#### Task details
Reproduce each line of the listing exactly.

Segment Open

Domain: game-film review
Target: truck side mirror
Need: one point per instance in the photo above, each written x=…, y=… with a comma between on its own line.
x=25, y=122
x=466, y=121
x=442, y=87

Segment Closed

#### Solution to this exercise
Domain: game-film review
Target: truck side mirror
Need: one point per instance in the photo above, each written x=…, y=… with a comma between on its own line.
x=25, y=122
x=466, y=121
x=442, y=87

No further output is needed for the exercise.